→ **Assignment**: Word for word, and without a single picture, repeat the entries.

→ **Data provided**:
- - - -

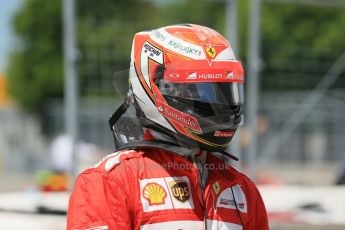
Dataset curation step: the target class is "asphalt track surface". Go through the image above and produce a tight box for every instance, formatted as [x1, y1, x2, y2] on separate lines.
[0, 212, 66, 230]
[0, 212, 344, 230]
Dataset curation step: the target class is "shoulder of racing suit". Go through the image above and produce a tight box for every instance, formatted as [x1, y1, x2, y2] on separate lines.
[82, 140, 189, 174]
[91, 149, 145, 173]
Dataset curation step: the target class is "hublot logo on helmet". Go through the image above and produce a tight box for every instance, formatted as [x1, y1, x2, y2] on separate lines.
[198, 73, 223, 79]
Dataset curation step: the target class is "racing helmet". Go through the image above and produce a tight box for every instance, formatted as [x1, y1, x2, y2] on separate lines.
[113, 24, 244, 152]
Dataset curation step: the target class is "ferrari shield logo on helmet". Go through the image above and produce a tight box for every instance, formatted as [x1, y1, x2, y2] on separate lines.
[206, 46, 216, 58]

- - - -

→ **Response below**:
Dataset curation step: the target class is "asphalt track surface". Go through the image above and produce a tight box for every instance, formatted as [x1, y1, x2, y2] on separate lines.
[0, 212, 66, 230]
[0, 212, 344, 230]
Dataset curation step: the target class is "shoulder of racing suit". Go through the image above and produce a tight box for every instance, formatted as [x1, y1, x2, y2] on separate lines.
[82, 140, 189, 174]
[91, 149, 145, 173]
Dataset curation step: the target class is "hublot logo on helmet". Go through the image above and produce a tight box for every instance, formatted as [x1, y1, x2, y2] on separate lines.
[198, 73, 223, 79]
Dataset curation step: the target class is "racing helmet". Go through the image above and produce a tight box for every instance, formatted as [x1, y1, x2, y2] on separate lines.
[113, 24, 244, 152]
Dataset curation step: the target class is "ferrari shield logo on helmet". Go through the image above and produce a tight box for every instance, formatted as [x1, y1, x2, y2] on separate lines.
[206, 46, 216, 58]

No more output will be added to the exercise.